--- start Stored data ---

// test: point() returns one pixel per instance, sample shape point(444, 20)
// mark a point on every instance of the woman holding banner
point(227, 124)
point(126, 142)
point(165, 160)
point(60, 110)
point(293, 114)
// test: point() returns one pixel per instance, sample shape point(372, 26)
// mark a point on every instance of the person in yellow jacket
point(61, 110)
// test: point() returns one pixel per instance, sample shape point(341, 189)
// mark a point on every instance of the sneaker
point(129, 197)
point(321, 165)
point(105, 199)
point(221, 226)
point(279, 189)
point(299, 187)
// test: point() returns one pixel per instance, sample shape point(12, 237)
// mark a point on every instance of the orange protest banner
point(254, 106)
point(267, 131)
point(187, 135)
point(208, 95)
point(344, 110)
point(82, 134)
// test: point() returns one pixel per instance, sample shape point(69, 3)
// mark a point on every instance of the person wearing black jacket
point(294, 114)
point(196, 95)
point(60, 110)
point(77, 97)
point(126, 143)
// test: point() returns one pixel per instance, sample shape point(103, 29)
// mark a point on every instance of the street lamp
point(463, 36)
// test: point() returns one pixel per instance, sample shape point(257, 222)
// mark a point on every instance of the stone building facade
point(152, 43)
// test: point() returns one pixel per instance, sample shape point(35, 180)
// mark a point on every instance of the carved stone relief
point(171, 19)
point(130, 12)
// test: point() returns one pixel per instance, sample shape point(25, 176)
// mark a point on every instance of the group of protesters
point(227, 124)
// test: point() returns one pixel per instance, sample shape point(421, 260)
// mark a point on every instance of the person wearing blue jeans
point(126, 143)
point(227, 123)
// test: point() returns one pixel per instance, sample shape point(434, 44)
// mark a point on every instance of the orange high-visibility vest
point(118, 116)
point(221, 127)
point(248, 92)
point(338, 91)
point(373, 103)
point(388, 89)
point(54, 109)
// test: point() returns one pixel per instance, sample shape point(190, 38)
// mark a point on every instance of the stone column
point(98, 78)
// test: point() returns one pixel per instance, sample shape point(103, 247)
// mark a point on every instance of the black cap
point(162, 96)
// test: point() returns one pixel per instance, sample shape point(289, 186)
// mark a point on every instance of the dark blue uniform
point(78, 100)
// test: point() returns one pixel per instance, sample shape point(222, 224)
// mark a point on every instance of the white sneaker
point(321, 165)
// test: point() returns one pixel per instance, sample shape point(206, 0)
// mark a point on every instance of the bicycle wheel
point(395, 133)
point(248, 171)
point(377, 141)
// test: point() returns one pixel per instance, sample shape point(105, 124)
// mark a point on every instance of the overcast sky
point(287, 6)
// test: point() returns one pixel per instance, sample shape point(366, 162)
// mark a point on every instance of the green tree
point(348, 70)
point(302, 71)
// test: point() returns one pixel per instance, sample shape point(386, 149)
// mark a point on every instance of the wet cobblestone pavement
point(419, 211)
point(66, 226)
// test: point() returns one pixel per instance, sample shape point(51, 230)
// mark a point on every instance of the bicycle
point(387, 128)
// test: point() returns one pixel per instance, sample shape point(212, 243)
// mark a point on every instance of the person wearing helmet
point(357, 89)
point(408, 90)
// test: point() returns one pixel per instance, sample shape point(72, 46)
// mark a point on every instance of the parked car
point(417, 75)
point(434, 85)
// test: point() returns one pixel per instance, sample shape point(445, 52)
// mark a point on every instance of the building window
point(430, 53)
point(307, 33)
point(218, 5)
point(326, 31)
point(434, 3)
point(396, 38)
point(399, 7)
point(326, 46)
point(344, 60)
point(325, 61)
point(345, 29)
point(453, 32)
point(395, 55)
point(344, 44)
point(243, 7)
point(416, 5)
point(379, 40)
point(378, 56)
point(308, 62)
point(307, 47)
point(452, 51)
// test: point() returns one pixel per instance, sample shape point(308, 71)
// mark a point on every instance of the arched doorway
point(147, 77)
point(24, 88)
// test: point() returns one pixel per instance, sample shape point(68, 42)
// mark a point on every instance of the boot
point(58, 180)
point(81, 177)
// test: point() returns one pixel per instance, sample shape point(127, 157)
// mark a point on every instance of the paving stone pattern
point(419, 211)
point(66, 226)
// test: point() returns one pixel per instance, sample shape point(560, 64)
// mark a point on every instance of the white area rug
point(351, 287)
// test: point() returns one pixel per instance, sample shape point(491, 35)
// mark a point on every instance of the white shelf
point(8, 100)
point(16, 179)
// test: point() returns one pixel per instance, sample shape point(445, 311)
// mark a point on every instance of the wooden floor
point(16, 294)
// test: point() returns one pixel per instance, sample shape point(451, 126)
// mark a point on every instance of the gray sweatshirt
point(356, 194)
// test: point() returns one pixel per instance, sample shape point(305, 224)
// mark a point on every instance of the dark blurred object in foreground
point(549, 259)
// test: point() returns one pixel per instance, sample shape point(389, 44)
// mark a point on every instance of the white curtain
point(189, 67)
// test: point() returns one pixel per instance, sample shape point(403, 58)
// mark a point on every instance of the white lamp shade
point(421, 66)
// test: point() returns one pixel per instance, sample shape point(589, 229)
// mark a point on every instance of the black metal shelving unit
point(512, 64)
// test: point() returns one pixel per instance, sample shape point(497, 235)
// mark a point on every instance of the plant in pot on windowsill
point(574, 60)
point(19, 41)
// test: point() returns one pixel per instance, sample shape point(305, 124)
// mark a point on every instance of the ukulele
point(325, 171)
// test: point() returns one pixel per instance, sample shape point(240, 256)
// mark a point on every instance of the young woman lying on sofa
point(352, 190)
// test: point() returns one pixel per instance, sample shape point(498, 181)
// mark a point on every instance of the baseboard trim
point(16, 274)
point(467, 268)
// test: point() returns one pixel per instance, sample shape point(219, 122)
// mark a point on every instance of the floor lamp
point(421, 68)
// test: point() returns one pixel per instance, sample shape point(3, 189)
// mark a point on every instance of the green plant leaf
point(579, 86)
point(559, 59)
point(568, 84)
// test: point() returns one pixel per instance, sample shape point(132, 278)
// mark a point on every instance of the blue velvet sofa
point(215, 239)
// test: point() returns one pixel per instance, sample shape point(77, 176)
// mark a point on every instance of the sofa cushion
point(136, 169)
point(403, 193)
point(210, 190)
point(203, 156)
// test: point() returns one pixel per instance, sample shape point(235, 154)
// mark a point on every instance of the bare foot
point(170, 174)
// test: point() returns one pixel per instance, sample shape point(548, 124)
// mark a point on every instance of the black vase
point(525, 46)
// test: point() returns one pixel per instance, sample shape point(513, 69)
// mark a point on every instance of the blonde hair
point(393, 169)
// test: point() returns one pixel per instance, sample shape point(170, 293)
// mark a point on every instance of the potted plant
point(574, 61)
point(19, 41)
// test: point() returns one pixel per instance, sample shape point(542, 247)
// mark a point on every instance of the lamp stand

--- end Stored data ---

■ Exercise aim
Rewrite only the lines starting with the line containing "shape point(132, 278)" and going on through the line containing "point(203, 156)", with both of those lines included and the requests kept. Shift every coordinate in the answer points by -34, and leave the numbers in the requests and their sample shapes unchanged.

■ Output of the exercise
// test: point() returns one pixel per instance, sample shape point(132, 278)
// mark a point on every instance of the blue velvet sofa
point(181, 205)
// test: point() returns one pixel per instance, sample shape point(77, 176)
// mark a point on every instance of the sofa cushion
point(102, 135)
point(369, 159)
point(176, 156)
point(169, 122)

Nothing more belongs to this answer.